AIM OF THE TASK:
Please print the full listing exactly.
BEGIN DATA FOR THIS EXERCISE
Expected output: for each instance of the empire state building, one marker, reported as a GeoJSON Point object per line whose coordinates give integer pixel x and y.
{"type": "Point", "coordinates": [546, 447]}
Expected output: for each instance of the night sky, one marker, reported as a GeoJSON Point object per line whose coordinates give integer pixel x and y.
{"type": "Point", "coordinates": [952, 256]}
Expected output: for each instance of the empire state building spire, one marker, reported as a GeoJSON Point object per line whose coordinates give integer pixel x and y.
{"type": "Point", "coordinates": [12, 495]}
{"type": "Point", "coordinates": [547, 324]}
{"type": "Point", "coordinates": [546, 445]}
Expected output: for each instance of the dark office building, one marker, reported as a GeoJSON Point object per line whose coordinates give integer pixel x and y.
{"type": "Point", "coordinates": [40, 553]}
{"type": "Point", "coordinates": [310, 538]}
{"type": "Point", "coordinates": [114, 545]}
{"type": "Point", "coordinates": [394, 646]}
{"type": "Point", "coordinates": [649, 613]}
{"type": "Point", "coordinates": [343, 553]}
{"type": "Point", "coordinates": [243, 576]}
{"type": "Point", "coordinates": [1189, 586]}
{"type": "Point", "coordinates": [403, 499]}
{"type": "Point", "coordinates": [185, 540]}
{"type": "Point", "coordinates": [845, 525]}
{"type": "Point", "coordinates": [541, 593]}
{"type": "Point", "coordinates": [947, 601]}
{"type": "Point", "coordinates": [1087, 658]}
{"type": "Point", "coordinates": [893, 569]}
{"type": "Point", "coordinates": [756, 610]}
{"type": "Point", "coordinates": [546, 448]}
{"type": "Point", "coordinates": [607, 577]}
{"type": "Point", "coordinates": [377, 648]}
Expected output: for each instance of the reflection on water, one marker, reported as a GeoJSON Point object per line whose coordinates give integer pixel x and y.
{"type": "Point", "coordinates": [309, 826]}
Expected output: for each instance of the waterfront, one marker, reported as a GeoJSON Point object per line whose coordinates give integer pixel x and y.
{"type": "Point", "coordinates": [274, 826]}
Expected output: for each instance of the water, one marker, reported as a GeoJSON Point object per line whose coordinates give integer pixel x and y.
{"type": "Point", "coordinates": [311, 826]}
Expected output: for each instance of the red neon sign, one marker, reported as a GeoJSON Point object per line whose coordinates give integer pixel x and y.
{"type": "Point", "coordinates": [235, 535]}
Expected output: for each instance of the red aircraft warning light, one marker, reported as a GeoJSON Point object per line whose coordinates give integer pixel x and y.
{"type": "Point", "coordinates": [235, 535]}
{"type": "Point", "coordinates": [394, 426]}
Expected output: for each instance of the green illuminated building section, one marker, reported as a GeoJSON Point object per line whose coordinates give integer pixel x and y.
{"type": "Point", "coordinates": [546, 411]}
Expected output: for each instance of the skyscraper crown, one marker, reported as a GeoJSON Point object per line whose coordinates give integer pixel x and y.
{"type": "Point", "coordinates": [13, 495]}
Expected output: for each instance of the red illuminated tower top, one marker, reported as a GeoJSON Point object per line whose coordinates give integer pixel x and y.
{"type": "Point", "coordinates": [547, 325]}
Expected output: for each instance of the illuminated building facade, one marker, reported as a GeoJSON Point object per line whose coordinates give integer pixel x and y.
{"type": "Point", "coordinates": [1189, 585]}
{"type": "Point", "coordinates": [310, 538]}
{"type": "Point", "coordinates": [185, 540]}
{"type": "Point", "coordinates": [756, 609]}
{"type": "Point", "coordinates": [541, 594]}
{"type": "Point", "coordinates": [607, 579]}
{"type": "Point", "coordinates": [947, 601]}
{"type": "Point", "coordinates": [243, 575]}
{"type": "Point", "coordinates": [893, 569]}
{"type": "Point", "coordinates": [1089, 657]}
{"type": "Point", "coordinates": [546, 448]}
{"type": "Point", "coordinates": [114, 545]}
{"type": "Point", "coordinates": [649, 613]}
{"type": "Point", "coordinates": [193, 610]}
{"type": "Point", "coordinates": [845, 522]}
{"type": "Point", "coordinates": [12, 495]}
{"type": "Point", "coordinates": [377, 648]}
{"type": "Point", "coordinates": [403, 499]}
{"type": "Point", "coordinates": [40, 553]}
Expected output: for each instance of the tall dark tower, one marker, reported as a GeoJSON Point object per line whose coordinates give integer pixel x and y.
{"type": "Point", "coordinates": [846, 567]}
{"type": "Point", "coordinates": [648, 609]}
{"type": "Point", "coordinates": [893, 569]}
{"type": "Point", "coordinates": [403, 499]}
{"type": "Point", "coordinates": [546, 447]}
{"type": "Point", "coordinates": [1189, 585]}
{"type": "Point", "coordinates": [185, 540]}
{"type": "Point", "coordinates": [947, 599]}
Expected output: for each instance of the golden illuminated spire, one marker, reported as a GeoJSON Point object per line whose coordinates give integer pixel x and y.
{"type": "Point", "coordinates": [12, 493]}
END DATA FOR THIS EXERCISE
FULL RESPONSE:
Expected output: for each instance of the empire state building, one marker, reported as a GeoJSON Point object per line whose coordinates give integer pixel x and y.
{"type": "Point", "coordinates": [546, 447]}
Expected output: for each instance of the night sky, one marker, reported as a GeoJSON Point object per line whose coordinates give integer pixel x and y.
{"type": "Point", "coordinates": [952, 256]}
Expected output: for each instance of the empire state building spire, one marker, reported as a GeoJSON Point object per line whose coordinates give integer pixel x and y.
{"type": "Point", "coordinates": [12, 495]}
{"type": "Point", "coordinates": [547, 324]}
{"type": "Point", "coordinates": [546, 445]}
Expected output: for each instance of the dark office building, one marker, reported as a GeoJSON Point object per line whose coordinates give integer pixel x and y.
{"type": "Point", "coordinates": [40, 553]}
{"type": "Point", "coordinates": [310, 538]}
{"type": "Point", "coordinates": [114, 545]}
{"type": "Point", "coordinates": [394, 646]}
{"type": "Point", "coordinates": [649, 613]}
{"type": "Point", "coordinates": [343, 553]}
{"type": "Point", "coordinates": [243, 576]}
{"type": "Point", "coordinates": [1189, 586]}
{"type": "Point", "coordinates": [403, 499]}
{"type": "Point", "coordinates": [185, 540]}
{"type": "Point", "coordinates": [845, 525]}
{"type": "Point", "coordinates": [541, 593]}
{"type": "Point", "coordinates": [947, 601]}
{"type": "Point", "coordinates": [1087, 658]}
{"type": "Point", "coordinates": [893, 569]}
{"type": "Point", "coordinates": [756, 610]}
{"type": "Point", "coordinates": [546, 448]}
{"type": "Point", "coordinates": [607, 577]}
{"type": "Point", "coordinates": [377, 648]}
Expected output: for each instance of the reflection on water, one marker, reported as a GeoJSON Point object per line whose coordinates give integer pixel x and y.
{"type": "Point", "coordinates": [309, 826]}
Expected output: for each instance of the waterfront, one marker, reported as a GeoJSON Point object per line whose coordinates give integer pixel x and y.
{"type": "Point", "coordinates": [274, 826]}
Expected output: for each instance of the water, one marker, reported as a GeoJSON Point object per line whose coordinates give integer pixel x and y.
{"type": "Point", "coordinates": [311, 826]}
Expected output: for each instance of the red neon sign, one marker, reported as a GeoJSON Point object per line whose coordinates give integer pixel x and y.
{"type": "Point", "coordinates": [235, 535]}
Expected output: for each instance of the red aircraft warning light, one marker, reported as a GeoJSON Point object per line whose coordinates give integer pixel x and y.
{"type": "Point", "coordinates": [235, 535]}
{"type": "Point", "coordinates": [394, 426]}
Expected output: for each instance of the green illuminated building section, one marker, reported as a GeoJSON Point object per line whose coordinates give integer pixel x and y.
{"type": "Point", "coordinates": [546, 411]}
Expected output: for each instance of the skyscraper crown, one marker, reported as a GeoJSON Point object per line whose coordinates give integer pixel x and y.
{"type": "Point", "coordinates": [13, 495]}
Expected output: for each instance of the red illuminated tower top, one marker, reported as a GeoJSON Point object per line whose coordinates give integer pixel x and y.
{"type": "Point", "coordinates": [547, 325]}
Expected output: for each instance of the illuminated building facade, one marker, reported as a GeoJSON Point object per line whose coordinates give integer pixel x and y.
{"type": "Point", "coordinates": [1189, 585]}
{"type": "Point", "coordinates": [310, 538]}
{"type": "Point", "coordinates": [185, 540]}
{"type": "Point", "coordinates": [756, 609]}
{"type": "Point", "coordinates": [541, 594]}
{"type": "Point", "coordinates": [607, 579]}
{"type": "Point", "coordinates": [947, 601]}
{"type": "Point", "coordinates": [243, 575]}
{"type": "Point", "coordinates": [893, 569]}
{"type": "Point", "coordinates": [1089, 657]}
{"type": "Point", "coordinates": [546, 448]}
{"type": "Point", "coordinates": [114, 545]}
{"type": "Point", "coordinates": [649, 613]}
{"type": "Point", "coordinates": [193, 610]}
{"type": "Point", "coordinates": [845, 522]}
{"type": "Point", "coordinates": [12, 495]}
{"type": "Point", "coordinates": [377, 648]}
{"type": "Point", "coordinates": [403, 499]}
{"type": "Point", "coordinates": [40, 553]}
Expected output: for each instance of the tall dark tower, one marker, reported as a GeoJSON Point object per line whose coordinates give integer pixel x and y.
{"type": "Point", "coordinates": [846, 567]}
{"type": "Point", "coordinates": [648, 609]}
{"type": "Point", "coordinates": [893, 569]}
{"type": "Point", "coordinates": [403, 499]}
{"type": "Point", "coordinates": [546, 447]}
{"type": "Point", "coordinates": [1189, 585]}
{"type": "Point", "coordinates": [185, 540]}
{"type": "Point", "coordinates": [947, 599]}
Expected output: for each instance of the golden illuminated spire, one marker, reported as a GeoJSON Point object per line whose coordinates give integer pixel x and y.
{"type": "Point", "coordinates": [12, 493]}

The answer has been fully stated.